→ What the task requires: Render the material between the line containing "As a warehouse robot's perception module, locate man's right" and the line containing "483,291,526,314", both included, as a JSON list of strings with one string per line and no entries for blank lines. Omit the pictures.

→ Data listing:
[start]

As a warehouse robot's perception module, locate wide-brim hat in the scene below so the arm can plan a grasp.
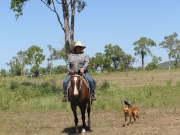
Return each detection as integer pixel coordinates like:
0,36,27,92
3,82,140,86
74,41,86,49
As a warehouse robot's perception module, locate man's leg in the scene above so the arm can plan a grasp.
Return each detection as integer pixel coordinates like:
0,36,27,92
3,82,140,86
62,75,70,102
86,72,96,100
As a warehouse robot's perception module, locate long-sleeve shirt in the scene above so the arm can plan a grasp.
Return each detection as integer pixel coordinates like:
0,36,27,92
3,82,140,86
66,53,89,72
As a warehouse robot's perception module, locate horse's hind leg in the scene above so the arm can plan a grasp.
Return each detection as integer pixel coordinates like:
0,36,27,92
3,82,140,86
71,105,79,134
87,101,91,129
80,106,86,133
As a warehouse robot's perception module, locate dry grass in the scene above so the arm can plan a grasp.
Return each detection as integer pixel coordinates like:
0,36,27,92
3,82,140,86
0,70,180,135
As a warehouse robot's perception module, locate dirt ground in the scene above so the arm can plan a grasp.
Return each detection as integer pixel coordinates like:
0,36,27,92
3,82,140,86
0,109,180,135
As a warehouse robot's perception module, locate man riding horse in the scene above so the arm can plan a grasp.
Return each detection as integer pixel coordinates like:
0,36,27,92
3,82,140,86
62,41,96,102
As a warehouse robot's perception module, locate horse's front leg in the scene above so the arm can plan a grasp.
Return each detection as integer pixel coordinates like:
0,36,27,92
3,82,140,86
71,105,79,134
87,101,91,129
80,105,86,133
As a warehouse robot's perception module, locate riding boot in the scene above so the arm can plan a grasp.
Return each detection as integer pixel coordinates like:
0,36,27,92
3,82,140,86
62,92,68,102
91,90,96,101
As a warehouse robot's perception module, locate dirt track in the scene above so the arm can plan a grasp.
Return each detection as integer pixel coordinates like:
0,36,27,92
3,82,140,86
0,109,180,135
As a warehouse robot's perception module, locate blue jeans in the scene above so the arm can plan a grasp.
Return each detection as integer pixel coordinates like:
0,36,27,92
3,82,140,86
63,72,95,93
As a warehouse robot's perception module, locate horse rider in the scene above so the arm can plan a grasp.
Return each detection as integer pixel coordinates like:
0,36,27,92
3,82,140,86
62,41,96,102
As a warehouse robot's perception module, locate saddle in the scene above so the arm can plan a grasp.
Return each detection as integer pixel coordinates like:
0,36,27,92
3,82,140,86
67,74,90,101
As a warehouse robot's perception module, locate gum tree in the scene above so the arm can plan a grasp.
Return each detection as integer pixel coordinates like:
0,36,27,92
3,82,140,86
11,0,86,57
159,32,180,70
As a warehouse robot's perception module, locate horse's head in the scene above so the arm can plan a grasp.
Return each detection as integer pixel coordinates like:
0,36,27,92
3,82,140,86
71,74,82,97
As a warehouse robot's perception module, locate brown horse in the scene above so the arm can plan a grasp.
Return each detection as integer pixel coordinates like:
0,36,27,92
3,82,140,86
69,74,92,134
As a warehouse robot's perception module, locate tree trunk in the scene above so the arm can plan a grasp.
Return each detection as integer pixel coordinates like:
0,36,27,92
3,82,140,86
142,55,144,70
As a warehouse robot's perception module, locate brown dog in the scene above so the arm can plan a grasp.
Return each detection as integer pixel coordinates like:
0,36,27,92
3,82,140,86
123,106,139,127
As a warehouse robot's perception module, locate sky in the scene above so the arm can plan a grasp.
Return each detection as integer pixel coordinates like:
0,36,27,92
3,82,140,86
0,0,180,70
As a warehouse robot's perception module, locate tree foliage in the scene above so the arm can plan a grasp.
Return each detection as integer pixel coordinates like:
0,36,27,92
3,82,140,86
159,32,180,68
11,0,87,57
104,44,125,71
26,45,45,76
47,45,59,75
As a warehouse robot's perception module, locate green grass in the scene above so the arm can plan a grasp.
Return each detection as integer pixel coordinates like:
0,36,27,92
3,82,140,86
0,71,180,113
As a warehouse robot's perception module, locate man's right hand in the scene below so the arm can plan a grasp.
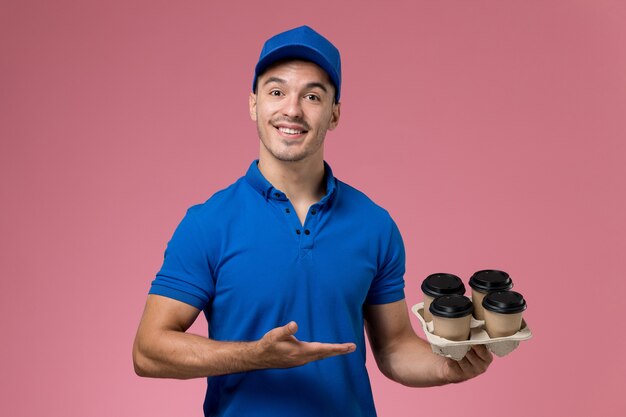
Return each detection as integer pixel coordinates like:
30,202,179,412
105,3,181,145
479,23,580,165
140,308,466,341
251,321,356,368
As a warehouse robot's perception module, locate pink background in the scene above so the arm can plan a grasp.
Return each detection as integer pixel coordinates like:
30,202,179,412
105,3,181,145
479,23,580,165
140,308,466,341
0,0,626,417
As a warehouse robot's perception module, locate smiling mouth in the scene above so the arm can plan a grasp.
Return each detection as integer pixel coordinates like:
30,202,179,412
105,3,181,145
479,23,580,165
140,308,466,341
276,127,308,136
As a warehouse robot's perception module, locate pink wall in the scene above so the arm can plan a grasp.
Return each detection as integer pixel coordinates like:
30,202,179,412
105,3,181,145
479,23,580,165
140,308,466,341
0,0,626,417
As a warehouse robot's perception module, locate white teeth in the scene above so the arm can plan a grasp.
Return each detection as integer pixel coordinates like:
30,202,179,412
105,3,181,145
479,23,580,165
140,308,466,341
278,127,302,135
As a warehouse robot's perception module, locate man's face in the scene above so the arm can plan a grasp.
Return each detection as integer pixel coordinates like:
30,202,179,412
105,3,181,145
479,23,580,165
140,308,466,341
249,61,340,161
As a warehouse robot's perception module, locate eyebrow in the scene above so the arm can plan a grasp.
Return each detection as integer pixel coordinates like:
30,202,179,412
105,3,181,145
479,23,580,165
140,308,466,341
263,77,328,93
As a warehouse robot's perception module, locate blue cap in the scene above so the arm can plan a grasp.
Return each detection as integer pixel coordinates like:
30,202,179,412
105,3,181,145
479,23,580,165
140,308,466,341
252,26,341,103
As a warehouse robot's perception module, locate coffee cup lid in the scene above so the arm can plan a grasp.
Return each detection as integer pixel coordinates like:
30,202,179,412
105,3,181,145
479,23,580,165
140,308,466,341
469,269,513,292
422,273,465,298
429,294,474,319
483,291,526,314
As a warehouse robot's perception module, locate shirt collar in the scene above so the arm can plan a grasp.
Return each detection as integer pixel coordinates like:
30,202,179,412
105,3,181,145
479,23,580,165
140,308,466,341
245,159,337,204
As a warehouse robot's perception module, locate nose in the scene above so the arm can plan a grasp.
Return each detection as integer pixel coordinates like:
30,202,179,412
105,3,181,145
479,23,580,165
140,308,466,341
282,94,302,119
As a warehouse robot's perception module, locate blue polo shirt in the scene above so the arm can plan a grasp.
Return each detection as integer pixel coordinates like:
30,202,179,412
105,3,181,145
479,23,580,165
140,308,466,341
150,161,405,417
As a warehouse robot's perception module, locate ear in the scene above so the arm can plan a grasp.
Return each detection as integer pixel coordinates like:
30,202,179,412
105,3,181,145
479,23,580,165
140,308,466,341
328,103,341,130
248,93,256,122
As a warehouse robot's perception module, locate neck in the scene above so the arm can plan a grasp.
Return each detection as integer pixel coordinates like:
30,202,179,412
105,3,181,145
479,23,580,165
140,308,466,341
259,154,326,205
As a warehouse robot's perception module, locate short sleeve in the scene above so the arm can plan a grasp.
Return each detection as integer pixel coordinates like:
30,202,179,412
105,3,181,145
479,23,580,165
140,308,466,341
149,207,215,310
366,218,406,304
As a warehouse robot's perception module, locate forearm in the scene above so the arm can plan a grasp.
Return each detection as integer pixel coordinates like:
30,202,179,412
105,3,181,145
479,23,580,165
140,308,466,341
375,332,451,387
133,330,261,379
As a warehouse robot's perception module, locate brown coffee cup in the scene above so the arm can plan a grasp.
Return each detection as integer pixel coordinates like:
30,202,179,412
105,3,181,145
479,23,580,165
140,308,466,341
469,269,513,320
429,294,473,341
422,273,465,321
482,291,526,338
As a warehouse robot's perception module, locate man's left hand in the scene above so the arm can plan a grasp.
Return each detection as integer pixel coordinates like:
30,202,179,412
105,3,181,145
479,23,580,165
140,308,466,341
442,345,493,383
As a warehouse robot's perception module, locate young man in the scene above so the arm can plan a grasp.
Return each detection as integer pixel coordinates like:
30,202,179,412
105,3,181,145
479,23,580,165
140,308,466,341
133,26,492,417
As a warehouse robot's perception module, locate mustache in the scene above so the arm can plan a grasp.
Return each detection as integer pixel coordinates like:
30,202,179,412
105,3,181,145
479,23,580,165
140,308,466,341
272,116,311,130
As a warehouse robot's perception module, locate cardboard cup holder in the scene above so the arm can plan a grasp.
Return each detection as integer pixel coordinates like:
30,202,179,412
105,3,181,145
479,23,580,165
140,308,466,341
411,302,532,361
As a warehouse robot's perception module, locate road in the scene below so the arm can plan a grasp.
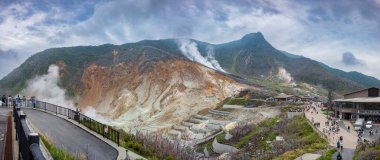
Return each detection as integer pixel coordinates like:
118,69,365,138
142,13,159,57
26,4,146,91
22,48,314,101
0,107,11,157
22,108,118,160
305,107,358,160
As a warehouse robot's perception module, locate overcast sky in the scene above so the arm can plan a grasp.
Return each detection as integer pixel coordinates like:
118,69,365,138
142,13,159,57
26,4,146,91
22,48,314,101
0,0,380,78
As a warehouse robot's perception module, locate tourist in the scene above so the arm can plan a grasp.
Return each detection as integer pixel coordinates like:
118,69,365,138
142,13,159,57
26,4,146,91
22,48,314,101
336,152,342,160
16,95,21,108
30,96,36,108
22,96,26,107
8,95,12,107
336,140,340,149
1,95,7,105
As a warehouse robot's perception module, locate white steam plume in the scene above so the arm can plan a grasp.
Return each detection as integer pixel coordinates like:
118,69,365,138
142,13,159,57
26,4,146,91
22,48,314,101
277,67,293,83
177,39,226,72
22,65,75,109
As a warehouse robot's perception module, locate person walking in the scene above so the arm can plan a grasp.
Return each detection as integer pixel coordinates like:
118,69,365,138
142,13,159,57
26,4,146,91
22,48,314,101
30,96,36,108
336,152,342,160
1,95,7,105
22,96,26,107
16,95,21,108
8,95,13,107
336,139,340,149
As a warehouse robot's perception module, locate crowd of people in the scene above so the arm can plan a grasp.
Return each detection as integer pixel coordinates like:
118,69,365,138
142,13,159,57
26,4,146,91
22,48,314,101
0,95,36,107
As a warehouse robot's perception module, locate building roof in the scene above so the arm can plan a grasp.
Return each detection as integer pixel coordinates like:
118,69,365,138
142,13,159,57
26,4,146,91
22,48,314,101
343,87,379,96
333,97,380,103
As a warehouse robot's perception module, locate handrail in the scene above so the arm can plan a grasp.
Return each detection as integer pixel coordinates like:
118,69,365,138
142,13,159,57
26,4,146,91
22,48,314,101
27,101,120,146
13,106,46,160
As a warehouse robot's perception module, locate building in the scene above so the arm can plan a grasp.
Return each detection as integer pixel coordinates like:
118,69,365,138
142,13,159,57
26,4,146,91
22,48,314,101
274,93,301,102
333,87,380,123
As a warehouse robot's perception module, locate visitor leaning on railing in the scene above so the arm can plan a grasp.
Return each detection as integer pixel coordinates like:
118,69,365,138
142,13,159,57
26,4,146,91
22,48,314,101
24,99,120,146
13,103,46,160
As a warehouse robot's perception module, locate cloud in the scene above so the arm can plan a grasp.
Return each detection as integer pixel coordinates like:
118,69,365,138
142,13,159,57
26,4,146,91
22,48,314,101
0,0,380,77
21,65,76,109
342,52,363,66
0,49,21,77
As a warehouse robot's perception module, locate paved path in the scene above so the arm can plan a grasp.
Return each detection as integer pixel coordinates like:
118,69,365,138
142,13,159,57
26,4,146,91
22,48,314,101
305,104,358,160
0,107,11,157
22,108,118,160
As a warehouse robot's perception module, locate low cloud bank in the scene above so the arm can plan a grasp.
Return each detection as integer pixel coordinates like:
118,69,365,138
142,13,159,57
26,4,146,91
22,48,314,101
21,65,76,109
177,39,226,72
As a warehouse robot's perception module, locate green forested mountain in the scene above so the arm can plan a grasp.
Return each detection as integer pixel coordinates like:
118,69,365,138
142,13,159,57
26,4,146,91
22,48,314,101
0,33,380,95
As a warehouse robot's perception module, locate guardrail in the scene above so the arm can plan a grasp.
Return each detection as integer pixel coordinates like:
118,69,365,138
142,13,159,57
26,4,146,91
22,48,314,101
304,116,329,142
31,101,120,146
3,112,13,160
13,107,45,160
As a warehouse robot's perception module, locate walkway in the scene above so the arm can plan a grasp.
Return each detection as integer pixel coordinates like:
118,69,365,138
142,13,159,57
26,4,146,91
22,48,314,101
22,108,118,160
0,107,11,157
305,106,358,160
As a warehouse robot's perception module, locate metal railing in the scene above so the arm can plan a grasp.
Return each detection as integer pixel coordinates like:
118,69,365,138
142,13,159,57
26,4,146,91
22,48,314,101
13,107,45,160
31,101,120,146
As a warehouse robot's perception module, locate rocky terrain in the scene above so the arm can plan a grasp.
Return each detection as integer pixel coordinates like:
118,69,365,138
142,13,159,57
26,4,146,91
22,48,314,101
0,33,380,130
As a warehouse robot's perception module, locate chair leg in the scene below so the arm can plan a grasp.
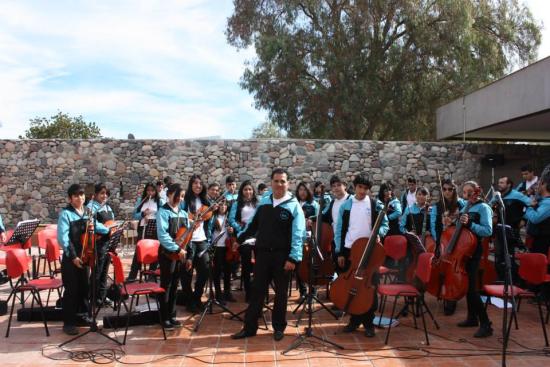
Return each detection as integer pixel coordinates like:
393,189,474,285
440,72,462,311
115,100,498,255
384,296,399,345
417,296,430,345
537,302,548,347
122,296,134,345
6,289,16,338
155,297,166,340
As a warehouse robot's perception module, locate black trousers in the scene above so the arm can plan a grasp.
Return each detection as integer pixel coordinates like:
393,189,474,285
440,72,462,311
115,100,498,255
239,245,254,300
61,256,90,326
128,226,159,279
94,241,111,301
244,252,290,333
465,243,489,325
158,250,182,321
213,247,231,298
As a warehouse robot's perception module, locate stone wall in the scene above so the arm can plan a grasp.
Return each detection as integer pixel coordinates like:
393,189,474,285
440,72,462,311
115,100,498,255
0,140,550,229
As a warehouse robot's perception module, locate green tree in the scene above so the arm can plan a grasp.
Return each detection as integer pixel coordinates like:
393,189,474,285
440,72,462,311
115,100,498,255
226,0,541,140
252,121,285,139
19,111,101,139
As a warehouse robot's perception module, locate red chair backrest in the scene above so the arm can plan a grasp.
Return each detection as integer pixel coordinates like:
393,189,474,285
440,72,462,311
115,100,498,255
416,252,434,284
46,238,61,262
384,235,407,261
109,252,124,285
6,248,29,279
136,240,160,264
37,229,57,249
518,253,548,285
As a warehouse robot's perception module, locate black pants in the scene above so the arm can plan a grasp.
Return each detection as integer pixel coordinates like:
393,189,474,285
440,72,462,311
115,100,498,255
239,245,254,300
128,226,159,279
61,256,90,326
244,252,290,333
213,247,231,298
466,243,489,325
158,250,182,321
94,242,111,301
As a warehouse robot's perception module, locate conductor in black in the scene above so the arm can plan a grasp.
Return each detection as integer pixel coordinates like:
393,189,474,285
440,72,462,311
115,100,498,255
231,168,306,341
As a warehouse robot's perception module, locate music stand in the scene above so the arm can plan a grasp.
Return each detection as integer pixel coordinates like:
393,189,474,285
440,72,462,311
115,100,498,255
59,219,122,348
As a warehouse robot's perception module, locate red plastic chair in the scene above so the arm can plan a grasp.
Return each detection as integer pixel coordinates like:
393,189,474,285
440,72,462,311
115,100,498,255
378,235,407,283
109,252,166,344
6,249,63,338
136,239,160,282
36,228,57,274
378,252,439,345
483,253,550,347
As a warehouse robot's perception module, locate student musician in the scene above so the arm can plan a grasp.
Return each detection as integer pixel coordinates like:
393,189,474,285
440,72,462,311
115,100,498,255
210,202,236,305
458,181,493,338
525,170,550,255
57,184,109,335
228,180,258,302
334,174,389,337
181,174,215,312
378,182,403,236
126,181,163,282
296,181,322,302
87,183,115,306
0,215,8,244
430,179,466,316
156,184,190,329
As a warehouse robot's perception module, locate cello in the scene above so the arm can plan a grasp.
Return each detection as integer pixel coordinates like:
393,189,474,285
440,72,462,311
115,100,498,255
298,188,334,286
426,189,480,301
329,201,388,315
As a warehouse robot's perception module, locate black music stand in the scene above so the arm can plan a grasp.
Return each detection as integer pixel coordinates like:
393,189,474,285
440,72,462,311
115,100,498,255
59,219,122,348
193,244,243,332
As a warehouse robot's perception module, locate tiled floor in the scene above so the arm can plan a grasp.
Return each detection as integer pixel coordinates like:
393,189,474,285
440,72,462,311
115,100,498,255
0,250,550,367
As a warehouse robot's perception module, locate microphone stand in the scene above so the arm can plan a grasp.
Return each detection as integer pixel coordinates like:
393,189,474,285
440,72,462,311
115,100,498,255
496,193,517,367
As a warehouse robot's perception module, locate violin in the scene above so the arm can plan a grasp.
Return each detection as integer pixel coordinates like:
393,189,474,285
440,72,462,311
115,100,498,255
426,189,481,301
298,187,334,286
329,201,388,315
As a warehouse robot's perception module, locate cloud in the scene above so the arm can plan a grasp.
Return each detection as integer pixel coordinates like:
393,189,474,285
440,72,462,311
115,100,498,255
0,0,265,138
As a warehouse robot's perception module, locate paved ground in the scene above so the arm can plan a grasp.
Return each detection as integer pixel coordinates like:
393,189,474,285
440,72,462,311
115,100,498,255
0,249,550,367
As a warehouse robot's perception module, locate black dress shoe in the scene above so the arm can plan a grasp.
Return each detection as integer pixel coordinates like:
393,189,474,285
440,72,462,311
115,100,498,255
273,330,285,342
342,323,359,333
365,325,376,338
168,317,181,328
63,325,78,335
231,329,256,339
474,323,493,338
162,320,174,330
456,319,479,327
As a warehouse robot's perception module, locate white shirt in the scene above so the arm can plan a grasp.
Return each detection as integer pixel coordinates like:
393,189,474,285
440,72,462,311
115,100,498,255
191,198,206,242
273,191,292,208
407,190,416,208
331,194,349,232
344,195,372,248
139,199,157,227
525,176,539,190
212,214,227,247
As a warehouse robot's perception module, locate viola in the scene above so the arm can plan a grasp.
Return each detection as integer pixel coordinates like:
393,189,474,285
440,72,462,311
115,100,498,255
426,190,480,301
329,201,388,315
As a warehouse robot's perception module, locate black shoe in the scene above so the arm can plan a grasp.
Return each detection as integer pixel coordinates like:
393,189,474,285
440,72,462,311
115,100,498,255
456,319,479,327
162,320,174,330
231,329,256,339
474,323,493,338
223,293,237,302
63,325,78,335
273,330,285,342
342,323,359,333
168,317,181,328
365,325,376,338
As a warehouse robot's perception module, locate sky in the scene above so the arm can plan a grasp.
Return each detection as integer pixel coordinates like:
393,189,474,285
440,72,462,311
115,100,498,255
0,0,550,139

[end]

→ Answer for this exercise:
[
  "As a warehouse robot's perception module, locate man's right hand in the scene below so the arm can plan a grasp.",
  "Return each detection as integer pixel coordinates like:",
  "30,202,179,412",
  "105,3,181,145",
  "479,23,580,165",
  "140,308,466,341",
  "251,321,356,368",
  "As a warehouse robot's perception module, locate pink background in the scene above so the arm can plan a grasp.",
  "Return each detection as integer pixel coordinates like:",
  "30,202,179,412",
  "105,3,181,145",
  "479,23,580,165",
  "140,308,466,341",
  "0,0,626,417",
  "As a warehouse robot's perception module, locate smiling mouth in the scene above so the arm can plan a grasp.",
  "Return each detection as integer pixel coordinates like:",
  "30,202,179,412",
  "105,3,181,145",
  "479,23,580,165",
  "140,308,466,341",
  "276,127,308,136",
  "As a warehouse robot's perception module, locate pink wall in the scene above so the arm can plan a grasp.",
  "Return each detection as integer pixel coordinates like:",
  "30,202,179,412",
  "105,3,181,145",
  "479,23,580,165",
  "140,308,466,341",
  "0,0,626,417",
  "As a warehouse robot's perception module, locate white teeth in the scene above so the arm can plan a grasp.",
  "Return each detection as integer pixel coordinates like:",
  "30,202,179,412",
  "105,3,181,145",
  "479,23,580,165",
  "140,308,466,341",
  "278,127,302,135",
  "As a warehouse robot's perception module, locate man's face in the scene above so the arm can plan a grasp.",
  "Return each detection as integer pixel coordinates like:",
  "30,202,179,412",
  "105,3,181,145",
  "479,23,580,165",
  "140,308,466,341",
  "249,61,340,161",
  "As a warehouse robot's perception module, locate eyebrow in the scene above so the arm can plan a grasp.",
  "Return each detection as integer pixel coordinates like:",
  "30,202,179,412",
  "105,3,181,145",
  "479,23,580,165",
  "140,308,466,341",
  "263,77,328,93",
  "As a warehouse robot's perception module, locate blue cap in the scene above so the arm can plan a grasp.",
  "Return each detection as integer pixel coordinates like:",
  "30,202,179,412",
  "105,3,181,145",
  "479,23,580,165",
  "140,308,466,341",
  "252,26,341,103",
  "As a warehouse robot's perception module, locate coffee cup lid in the scene above so the arm can plan a grasp.",
  "Return each detection as integer pixel coordinates like:",
  "30,202,179,412",
  "105,3,181,145",
  "479,23,580,165",
  "140,308,466,341",
  "469,269,513,292",
  "422,273,465,298",
  "429,294,474,319",
  "483,291,526,314"
]